正文 —
= = = =
回答： 混沌工程通过注入故障主动测试系统弹性：

混沌工程原则：

围绕稳定状态构建假设
模拟真实世界事件
在生产环境中运行实验
自动化实验
最小化爆炸半径

实施：

# 混沌实验框架
from dataclasses import dataclass
from enum import Enum
import random
import time

class ExperimentStatus(Enum):
    PLANNED = "planned"
    RUNNING = "running"
    COMPLETED = "completed"
    ABORTED = "aborted"

@dataclass
class ChaosExperiment:
    name: str
    hypothesis: str
    blast_radius: float  # 受影响的流量百分比
    duration_seconds: int
    rollback_criteria: dict
    
    def __post_init__(self):
        self.status = ExperimentStatus.PLANNED
        self.metrics_before = {}
        self.metrics_during = {}
        self.metrics_after = {}

class ChaosRunner:
    def __init__(self, monitoring_client):
        self.monitoring = monitoring_client
        self.experiments = []
    
    def run_experiment(self, experiment: ChaosExperiment):
        """执行带有安全检查的混沌实验"""
        print(f"开始实验: {experiment.name}")
        
        # 1. 测量基线
        experiment.metrics_before = self.measure_metrics()
        print(f"基线指标: {experiment.metrics_before}")
        
        # 2. 验证系统是否健康
        if not self.is_system_healthy(experiment.metrics_before):
            print("系统不健康，中止实验")
            return False
        
        # 3. 注入故障
        experiment.status = ExperimentStatus.RUNNING
        failure_injection = self.inject_failure(experiment)
        
        try:
            # 4. 在实验期间监控
            start_time = time.time()
            while time.time() - start_time < experiment.duration_seconds:
                experiment.metrics_during = self.measure_metrics()
                
                # 检查回滚标准
                if self.should_rollback(experiment):
                    print("满足回滚标准，停止实验")
                    self.rollback(failure_injection)
                    experiment.status = ExperimentStatus.ABORTED
                    return False
                
                time.sleep(10)  # 每 10 秒检查一次
            
            # 5. 回滚故障注入
            self.rollback(failure_injection)
            
            # 6. 测量恢复情况
            time.sleep(60)  # 等待系统稳定
            experiment.metrics_after = self.measure_metrics()
            
            # 7. 分析结果
            experiment.status = ExperimentStatus.COMPLETED
            return self.analyze_results(experiment)
            
        except Exception as e:
            print(f"实验失败: {e}")
            self.rollback(failure_injection)
= = = =
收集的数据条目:
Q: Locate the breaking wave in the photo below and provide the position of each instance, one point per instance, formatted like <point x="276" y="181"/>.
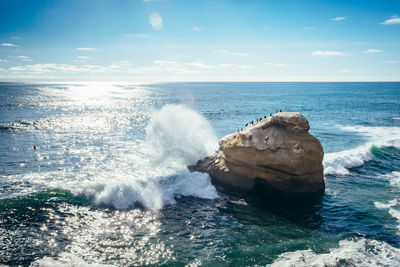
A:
<point x="176" y="136"/>
<point x="358" y="252"/>
<point x="339" y="162"/>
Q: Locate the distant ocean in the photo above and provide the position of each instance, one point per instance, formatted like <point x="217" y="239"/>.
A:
<point x="108" y="184"/>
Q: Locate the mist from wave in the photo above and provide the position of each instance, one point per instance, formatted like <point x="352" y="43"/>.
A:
<point x="176" y="136"/>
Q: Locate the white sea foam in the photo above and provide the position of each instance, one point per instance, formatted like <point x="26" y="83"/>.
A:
<point x="340" y="162"/>
<point x="390" y="206"/>
<point x="361" y="252"/>
<point x="65" y="259"/>
<point x="394" y="179"/>
<point x="156" y="174"/>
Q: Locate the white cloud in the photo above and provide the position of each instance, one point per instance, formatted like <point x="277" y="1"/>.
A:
<point x="266" y="46"/>
<point x="339" y="18"/>
<point x="230" y="53"/>
<point x="164" y="62"/>
<point x="392" y="21"/>
<point x="159" y="67"/>
<point x="138" y="35"/>
<point x="155" y="21"/>
<point x="275" y="65"/>
<point x="310" y="28"/>
<point x="24" y="58"/>
<point x="320" y="53"/>
<point x="86" y="49"/>
<point x="369" y="51"/>
<point x="8" y="44"/>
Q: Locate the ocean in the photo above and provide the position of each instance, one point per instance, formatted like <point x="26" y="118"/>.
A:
<point x="108" y="185"/>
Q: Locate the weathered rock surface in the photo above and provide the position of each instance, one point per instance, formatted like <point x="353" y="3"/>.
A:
<point x="277" y="151"/>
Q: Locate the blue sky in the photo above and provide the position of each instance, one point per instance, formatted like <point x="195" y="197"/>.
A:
<point x="163" y="41"/>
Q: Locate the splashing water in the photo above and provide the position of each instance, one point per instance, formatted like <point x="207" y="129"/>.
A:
<point x="176" y="136"/>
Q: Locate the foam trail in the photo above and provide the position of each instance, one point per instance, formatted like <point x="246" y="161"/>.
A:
<point x="65" y="259"/>
<point x="340" y="162"/>
<point x="176" y="136"/>
<point x="361" y="252"/>
<point x="394" y="179"/>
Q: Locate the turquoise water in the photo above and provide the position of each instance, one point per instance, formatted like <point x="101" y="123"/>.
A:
<point x="108" y="183"/>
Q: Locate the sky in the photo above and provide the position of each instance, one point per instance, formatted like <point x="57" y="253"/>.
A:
<point x="148" y="41"/>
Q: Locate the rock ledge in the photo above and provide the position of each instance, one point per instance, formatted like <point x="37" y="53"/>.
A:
<point x="277" y="152"/>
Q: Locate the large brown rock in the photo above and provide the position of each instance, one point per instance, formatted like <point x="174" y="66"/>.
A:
<point x="277" y="151"/>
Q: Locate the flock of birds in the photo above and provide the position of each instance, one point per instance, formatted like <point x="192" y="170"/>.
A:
<point x="252" y="122"/>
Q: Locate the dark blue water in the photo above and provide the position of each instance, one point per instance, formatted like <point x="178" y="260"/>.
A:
<point x="107" y="182"/>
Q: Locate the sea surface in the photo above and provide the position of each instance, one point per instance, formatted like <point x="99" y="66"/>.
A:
<point x="108" y="185"/>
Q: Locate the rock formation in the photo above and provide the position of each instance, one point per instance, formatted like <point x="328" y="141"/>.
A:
<point x="277" y="152"/>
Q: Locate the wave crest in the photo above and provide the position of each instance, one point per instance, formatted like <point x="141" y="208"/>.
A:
<point x="339" y="162"/>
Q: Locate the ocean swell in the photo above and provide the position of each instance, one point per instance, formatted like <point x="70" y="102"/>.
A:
<point x="359" y="252"/>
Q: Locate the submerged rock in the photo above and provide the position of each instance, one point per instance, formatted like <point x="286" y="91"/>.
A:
<point x="276" y="152"/>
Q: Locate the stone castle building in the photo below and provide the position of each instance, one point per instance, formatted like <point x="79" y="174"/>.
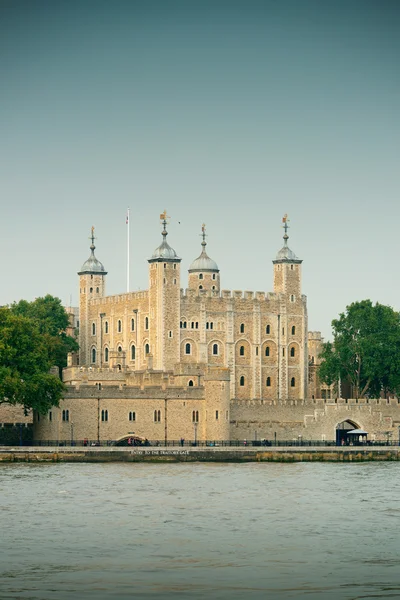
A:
<point x="202" y="363"/>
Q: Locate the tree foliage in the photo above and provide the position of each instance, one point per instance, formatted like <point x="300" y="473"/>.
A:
<point x="24" y="365"/>
<point x="52" y="321"/>
<point x="365" y="351"/>
<point x="32" y="341"/>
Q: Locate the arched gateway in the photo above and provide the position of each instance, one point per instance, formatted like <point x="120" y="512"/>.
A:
<point x="342" y="430"/>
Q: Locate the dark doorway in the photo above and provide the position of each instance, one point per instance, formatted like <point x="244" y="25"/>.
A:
<point x="341" y="432"/>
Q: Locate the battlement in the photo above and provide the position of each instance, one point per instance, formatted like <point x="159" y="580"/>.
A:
<point x="232" y="294"/>
<point x="121" y="298"/>
<point x="315" y="335"/>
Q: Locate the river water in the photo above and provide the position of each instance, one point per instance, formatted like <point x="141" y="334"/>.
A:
<point x="199" y="531"/>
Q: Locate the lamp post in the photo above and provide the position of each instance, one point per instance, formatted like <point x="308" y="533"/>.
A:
<point x="101" y="338"/>
<point x="195" y="432"/>
<point x="165" y="421"/>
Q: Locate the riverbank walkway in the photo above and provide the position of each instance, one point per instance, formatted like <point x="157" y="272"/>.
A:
<point x="40" y="454"/>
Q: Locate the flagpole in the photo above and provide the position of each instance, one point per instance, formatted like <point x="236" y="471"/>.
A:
<point x="127" y="250"/>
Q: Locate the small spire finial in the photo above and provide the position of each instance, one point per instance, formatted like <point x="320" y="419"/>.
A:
<point x="285" y="226"/>
<point x="164" y="222"/>
<point x="203" y="235"/>
<point x="92" y="238"/>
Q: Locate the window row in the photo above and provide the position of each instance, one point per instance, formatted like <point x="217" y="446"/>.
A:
<point x="119" y="349"/>
<point x="119" y="326"/>
<point x="268" y="381"/>
<point x="215" y="349"/>
<point x="195" y="325"/>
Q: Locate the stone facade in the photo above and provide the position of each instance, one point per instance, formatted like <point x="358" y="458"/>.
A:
<point x="203" y="363"/>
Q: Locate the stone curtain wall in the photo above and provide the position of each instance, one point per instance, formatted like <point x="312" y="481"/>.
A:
<point x="313" y="420"/>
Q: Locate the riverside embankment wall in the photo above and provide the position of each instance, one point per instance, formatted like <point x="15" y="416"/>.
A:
<point x="156" y="455"/>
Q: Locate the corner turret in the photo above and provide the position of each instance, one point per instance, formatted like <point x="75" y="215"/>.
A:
<point x="91" y="286"/>
<point x="204" y="272"/>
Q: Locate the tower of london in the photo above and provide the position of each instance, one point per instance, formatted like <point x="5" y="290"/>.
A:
<point x="201" y="362"/>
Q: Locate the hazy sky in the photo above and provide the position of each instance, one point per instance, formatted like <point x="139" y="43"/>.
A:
<point x="230" y="113"/>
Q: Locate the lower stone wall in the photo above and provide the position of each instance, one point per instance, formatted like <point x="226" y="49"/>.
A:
<point x="14" y="414"/>
<point x="156" y="455"/>
<point x="313" y="420"/>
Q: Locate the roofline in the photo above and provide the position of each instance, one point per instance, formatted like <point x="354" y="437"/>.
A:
<point x="203" y="270"/>
<point x="296" y="261"/>
<point x="92" y="273"/>
<point x="160" y="259"/>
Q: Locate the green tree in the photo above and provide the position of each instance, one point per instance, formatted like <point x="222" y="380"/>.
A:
<point x="365" y="351"/>
<point x="52" y="322"/>
<point x="25" y="364"/>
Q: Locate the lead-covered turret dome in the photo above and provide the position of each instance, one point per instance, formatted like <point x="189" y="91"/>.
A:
<point x="203" y="262"/>
<point x="164" y="252"/>
<point x="285" y="254"/>
<point x="92" y="265"/>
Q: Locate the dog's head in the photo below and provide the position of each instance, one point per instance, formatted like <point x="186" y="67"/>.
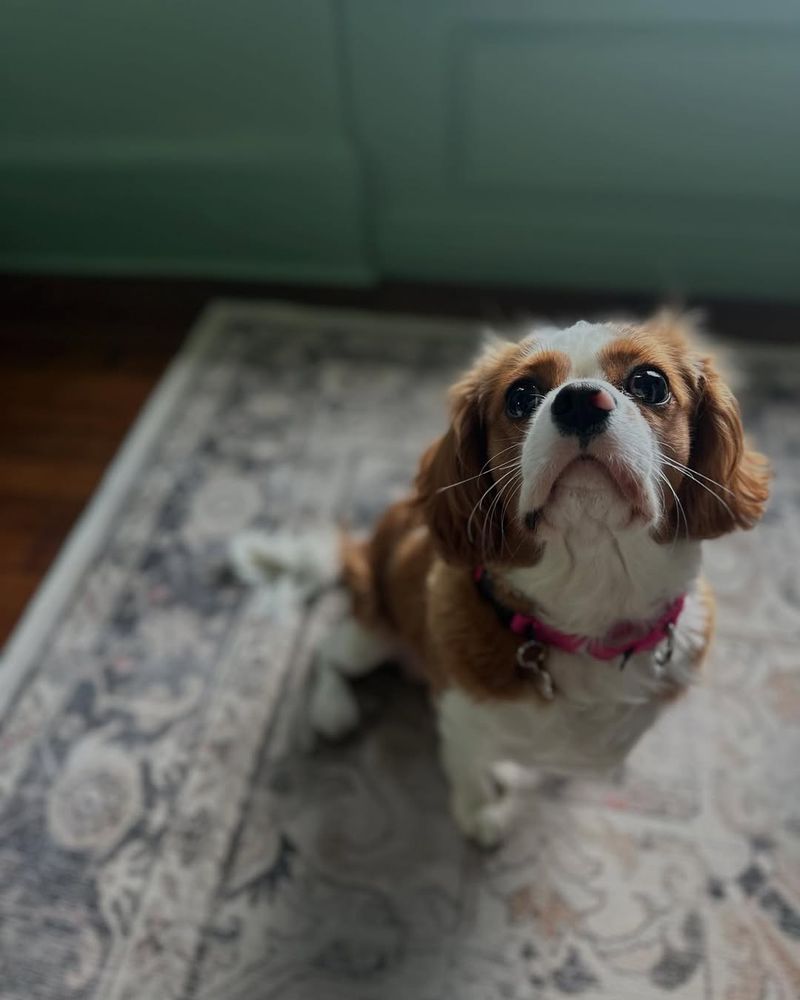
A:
<point x="614" y="425"/>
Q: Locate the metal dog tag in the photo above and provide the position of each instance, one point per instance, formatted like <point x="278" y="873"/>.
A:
<point x="531" y="658"/>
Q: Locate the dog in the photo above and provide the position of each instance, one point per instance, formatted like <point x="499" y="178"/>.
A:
<point x="544" y="575"/>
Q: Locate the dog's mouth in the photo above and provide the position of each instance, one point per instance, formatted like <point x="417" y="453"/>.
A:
<point x="592" y="476"/>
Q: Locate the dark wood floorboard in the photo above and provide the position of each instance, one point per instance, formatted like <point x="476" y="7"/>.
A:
<point x="78" y="357"/>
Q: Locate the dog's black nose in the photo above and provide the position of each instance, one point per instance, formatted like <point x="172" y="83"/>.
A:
<point x="582" y="409"/>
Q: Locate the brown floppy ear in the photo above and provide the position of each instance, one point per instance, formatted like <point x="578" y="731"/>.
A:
<point x="719" y="455"/>
<point x="453" y="477"/>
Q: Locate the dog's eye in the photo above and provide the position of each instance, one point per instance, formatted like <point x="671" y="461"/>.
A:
<point x="522" y="399"/>
<point x="649" y="385"/>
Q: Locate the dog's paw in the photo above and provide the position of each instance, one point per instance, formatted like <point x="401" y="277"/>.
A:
<point x="488" y="820"/>
<point x="332" y="707"/>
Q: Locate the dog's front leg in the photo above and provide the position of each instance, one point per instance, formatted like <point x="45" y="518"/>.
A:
<point x="486" y="785"/>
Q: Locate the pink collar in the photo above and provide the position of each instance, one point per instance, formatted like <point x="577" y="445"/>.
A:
<point x="617" y="643"/>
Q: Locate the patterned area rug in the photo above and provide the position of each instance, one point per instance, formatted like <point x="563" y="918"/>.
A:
<point x="166" y="832"/>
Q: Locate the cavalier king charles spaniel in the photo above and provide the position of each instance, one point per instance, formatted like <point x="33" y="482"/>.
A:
<point x="543" y="576"/>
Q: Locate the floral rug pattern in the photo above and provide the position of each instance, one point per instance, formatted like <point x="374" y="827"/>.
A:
<point x="167" y="831"/>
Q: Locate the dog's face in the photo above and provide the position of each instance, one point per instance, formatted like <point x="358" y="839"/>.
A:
<point x="601" y="425"/>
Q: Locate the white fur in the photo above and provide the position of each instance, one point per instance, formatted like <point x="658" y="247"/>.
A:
<point x="598" y="714"/>
<point x="257" y="557"/>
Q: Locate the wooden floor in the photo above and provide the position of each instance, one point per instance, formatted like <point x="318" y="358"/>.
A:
<point x="79" y="357"/>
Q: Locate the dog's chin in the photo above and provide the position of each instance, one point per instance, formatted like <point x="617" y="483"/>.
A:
<point x="587" y="493"/>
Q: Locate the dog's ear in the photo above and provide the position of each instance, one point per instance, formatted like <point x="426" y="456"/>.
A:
<point x="453" y="480"/>
<point x="732" y="481"/>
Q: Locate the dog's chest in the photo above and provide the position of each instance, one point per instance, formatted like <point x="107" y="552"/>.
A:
<point x="598" y="712"/>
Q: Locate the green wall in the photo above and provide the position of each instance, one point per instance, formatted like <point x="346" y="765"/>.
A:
<point x="625" y="144"/>
<point x="168" y="136"/>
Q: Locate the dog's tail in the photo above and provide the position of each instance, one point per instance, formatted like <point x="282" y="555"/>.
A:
<point x="317" y="559"/>
<point x="310" y="557"/>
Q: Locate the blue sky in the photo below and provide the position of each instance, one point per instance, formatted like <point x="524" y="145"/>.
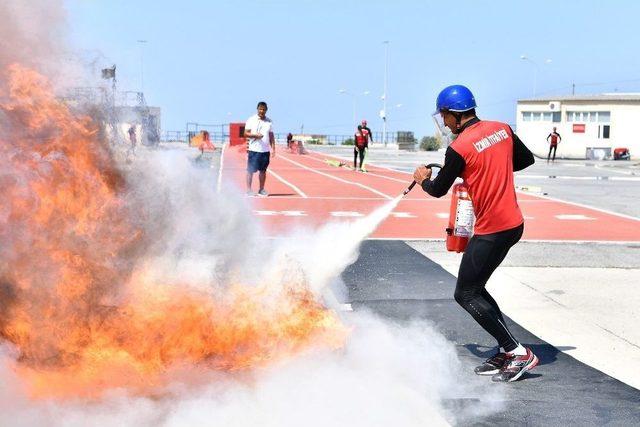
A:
<point x="206" y="59"/>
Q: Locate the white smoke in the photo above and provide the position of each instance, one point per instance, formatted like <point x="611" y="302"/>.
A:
<point x="387" y="374"/>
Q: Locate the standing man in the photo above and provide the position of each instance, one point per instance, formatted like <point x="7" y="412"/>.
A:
<point x="366" y="132"/>
<point x="261" y="142"/>
<point x="553" y="144"/>
<point x="361" y="144"/>
<point x="485" y="154"/>
<point x="132" y="136"/>
<point x="368" y="137"/>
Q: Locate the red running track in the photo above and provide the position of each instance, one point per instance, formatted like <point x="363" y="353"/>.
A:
<point x="307" y="191"/>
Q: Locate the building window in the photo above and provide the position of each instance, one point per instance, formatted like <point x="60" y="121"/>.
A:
<point x="589" y="116"/>
<point x="604" y="116"/>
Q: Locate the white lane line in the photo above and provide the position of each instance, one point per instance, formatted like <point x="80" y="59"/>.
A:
<point x="281" y="179"/>
<point x="428" y="200"/>
<point x="581" y="178"/>
<point x="540" y="196"/>
<point x="294" y="213"/>
<point x="585" y="206"/>
<point x="266" y="213"/>
<point x="348" y="214"/>
<point x="572" y="217"/>
<point x="404" y="181"/>
<point x="373" y="190"/>
<point x="614" y="170"/>
<point x="219" y="183"/>
<point x="284" y="213"/>
<point x="403" y="215"/>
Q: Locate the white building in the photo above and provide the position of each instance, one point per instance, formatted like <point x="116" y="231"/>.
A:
<point x="591" y="126"/>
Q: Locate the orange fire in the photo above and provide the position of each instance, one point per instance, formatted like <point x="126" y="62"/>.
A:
<point x="83" y="315"/>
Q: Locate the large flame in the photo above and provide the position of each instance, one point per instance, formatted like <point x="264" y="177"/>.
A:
<point x="82" y="313"/>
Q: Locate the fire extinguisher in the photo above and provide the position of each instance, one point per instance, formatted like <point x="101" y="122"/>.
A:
<point x="460" y="228"/>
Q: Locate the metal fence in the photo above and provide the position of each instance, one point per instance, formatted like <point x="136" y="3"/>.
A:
<point x="220" y="134"/>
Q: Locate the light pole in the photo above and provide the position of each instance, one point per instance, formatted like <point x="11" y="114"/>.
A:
<point x="536" y="68"/>
<point x="141" y="43"/>
<point x="383" y="113"/>
<point x="353" y="97"/>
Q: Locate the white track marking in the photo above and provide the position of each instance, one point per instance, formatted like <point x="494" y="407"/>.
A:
<point x="281" y="179"/>
<point x="539" y="196"/>
<point x="403" y="215"/>
<point x="294" y="213"/>
<point x="571" y="217"/>
<point x="219" y="183"/>
<point x="373" y="190"/>
<point x="351" y="214"/>
<point x="368" y="173"/>
<point x="585" y="206"/>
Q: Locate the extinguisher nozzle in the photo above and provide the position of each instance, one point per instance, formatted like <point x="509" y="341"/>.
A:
<point x="409" y="188"/>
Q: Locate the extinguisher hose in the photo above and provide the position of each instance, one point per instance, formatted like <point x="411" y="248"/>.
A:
<point x="413" y="184"/>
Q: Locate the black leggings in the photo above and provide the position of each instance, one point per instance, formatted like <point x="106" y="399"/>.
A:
<point x="356" y="151"/>
<point x="483" y="255"/>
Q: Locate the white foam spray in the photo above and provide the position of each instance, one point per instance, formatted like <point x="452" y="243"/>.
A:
<point x="387" y="374"/>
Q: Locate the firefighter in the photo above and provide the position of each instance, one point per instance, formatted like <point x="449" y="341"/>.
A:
<point x="361" y="144"/>
<point x="553" y="139"/>
<point x="484" y="154"/>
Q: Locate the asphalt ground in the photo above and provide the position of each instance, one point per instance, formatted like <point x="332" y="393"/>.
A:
<point x="401" y="281"/>
<point x="399" y="284"/>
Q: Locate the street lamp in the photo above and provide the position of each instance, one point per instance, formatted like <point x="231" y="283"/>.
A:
<point x="354" y="98"/>
<point x="383" y="113"/>
<point x="536" y="68"/>
<point x="141" y="43"/>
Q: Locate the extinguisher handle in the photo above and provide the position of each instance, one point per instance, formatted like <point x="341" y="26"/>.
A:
<point x="413" y="184"/>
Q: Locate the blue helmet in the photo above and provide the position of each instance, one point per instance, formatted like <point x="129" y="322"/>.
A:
<point x="455" y="98"/>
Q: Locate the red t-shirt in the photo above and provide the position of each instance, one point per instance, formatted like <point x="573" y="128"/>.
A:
<point x="487" y="149"/>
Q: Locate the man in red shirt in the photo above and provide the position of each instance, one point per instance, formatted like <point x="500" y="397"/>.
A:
<point x="484" y="154"/>
<point x="553" y="139"/>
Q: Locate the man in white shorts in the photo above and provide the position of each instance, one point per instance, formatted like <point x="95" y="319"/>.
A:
<point x="261" y="143"/>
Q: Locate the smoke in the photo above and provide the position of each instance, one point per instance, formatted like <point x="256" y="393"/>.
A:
<point x="386" y="375"/>
<point x="158" y="218"/>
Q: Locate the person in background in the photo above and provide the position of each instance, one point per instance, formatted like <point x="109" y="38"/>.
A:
<point x="366" y="132"/>
<point x="553" y="139"/>
<point x="289" y="140"/>
<point x="360" y="145"/>
<point x="261" y="144"/>
<point x="484" y="154"/>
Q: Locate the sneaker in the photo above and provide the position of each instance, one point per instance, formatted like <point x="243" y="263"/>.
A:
<point x="492" y="365"/>
<point x="515" y="366"/>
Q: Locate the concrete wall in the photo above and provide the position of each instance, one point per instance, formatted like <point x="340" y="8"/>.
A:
<point x="623" y="121"/>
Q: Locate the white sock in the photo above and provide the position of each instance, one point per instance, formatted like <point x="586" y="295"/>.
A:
<point x="519" y="350"/>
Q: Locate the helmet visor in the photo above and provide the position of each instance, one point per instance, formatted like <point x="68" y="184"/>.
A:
<point x="442" y="130"/>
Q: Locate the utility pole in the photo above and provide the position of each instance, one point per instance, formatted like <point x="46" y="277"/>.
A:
<point x="384" y="95"/>
<point x="141" y="43"/>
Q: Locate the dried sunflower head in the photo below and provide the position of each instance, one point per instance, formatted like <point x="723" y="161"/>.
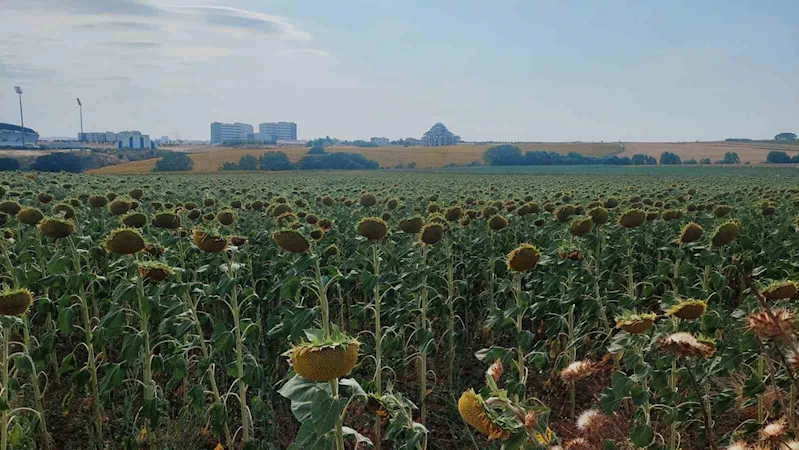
= = = =
练习任务 —
[a] 根据混沌工程正文回答：
(i) 所列原则中，关于实验在哪种环境中运行的那一条怎么写？
(ii) 实验进行期间，程序每隔多少秒检查一次？
(iii) 回滚故障注入后，程序等待多少秒让系统稳定，再测量恢复情况？
[b] 从混沌工程正文停下的地方接着往下写。

各题答案 —
[a]
(i) 在生产环境中运行实验
(ii) 10 秒
(iii) 60 秒

[b]
            experiment.status = ExperimentStatus.ABORTED
            return False
    
    def inject_failure(self, experiment):
        """注入特定故障类型"""
        # 实现取决于故障类型
        pass
    
    def measure_metrics(self):
        """测量关键系统指标"""
        return {
            'error_rate': self.monitoring.get_error_rate(),
            'latency_p95': self.monitoring.get_latency_p95(),
            'requests_per_second': self.monitoring.get_rps(),
            'availability': self.monitoring.get_availability()
        }
    
    def is_system_healthy(self, metrics):
        """检查系统是否满足 SLO"""
        return (
            metrics['error_rate'] < 0.01 and  # < 1% 错误
            metrics['latency_p95'] < 1.0 and  # < 1 秒延迟
            metrics['availability'] > 0.999   # > 99.9% 可用
        )
    
    def should_rollback(self, experiment):
        """检查是否应该中止实验"""
        current = experiment.metrics_during
        criteria = experiment.rollback_criteria
        
        return (
            current['error_rate'] > criteria.get('max_error_rate', 0.05) or
            current['latency_p95'] > criteria.get('max_latency', 5.0) or
            current['availability'] < criteria.get('min_availability', 0.99)
        )
    
    def rollback(self, failure_injection):
        """移除故障注入"""
        print("回滚故障注入")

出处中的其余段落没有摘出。